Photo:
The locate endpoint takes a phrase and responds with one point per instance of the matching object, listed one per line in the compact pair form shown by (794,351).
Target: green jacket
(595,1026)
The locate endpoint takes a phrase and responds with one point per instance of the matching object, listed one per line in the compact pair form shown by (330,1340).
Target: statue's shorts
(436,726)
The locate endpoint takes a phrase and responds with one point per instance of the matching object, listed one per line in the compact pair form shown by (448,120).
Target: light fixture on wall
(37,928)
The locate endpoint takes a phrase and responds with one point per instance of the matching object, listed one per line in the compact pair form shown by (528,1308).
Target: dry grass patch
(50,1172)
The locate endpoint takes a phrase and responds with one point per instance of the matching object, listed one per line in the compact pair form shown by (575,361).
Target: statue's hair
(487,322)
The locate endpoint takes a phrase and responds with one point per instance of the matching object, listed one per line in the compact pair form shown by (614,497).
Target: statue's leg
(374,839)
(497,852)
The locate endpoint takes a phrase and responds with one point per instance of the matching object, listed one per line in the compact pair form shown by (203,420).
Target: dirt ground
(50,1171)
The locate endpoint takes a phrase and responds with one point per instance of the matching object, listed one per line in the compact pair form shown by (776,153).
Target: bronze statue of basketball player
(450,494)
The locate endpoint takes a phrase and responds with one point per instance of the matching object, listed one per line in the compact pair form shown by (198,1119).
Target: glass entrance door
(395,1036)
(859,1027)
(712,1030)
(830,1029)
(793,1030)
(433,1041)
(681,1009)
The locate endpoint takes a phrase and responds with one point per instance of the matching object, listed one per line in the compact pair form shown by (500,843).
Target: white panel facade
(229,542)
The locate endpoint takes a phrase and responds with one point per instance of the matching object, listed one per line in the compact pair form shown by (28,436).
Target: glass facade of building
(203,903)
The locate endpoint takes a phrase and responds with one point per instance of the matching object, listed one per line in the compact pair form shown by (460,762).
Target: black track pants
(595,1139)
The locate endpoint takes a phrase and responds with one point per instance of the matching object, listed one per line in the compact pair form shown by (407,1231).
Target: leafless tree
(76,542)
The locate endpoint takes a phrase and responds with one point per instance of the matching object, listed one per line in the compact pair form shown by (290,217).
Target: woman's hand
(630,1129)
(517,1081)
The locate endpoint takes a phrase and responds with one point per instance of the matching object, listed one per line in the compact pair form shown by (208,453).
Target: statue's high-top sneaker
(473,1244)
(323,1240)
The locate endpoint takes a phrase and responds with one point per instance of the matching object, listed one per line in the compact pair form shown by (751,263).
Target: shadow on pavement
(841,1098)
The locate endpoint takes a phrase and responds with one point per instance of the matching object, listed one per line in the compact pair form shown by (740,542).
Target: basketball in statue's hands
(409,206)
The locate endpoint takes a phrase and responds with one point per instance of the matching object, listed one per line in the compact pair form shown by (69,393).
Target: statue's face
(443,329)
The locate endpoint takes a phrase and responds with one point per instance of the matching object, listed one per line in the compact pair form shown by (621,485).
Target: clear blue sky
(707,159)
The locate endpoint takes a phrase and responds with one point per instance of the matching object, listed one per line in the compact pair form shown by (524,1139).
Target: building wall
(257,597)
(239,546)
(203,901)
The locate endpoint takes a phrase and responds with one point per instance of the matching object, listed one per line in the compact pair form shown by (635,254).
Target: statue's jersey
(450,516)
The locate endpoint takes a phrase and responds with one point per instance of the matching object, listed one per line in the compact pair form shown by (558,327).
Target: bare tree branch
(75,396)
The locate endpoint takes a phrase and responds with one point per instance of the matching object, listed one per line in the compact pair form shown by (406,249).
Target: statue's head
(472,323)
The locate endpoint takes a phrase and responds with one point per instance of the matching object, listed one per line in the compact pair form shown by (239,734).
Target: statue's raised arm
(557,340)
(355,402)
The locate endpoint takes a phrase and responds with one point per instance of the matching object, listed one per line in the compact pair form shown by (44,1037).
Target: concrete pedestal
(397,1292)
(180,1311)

----------------------------------------

Using the records above, set down exactly the lines from the one with "Target: bronze statue of basketball player" through the one with "shown by (28,436).", inclusive, and nothing more.

**Solution to this task**.
Target: bronze statue of basketball player
(450,494)
The locate endpoint takes a phrase and responds with one point per instance of the matching object, listed one per line in the compact pair form shown by (198,1119).
Target: glass entrance door
(395,1036)
(859,1027)
(712,1030)
(830,1029)
(793,1030)
(433,1041)
(681,1009)
The locate endpoint takes a phrase and responds with one point per instance of the matching object, listed one per line in the compact pair form shown by (500,843).
Target: white panel facade
(229,542)
The locate endpoint takes a phrase and responds with one point per instance of the matching object, listed one per line in the compact pair form shown by (28,436).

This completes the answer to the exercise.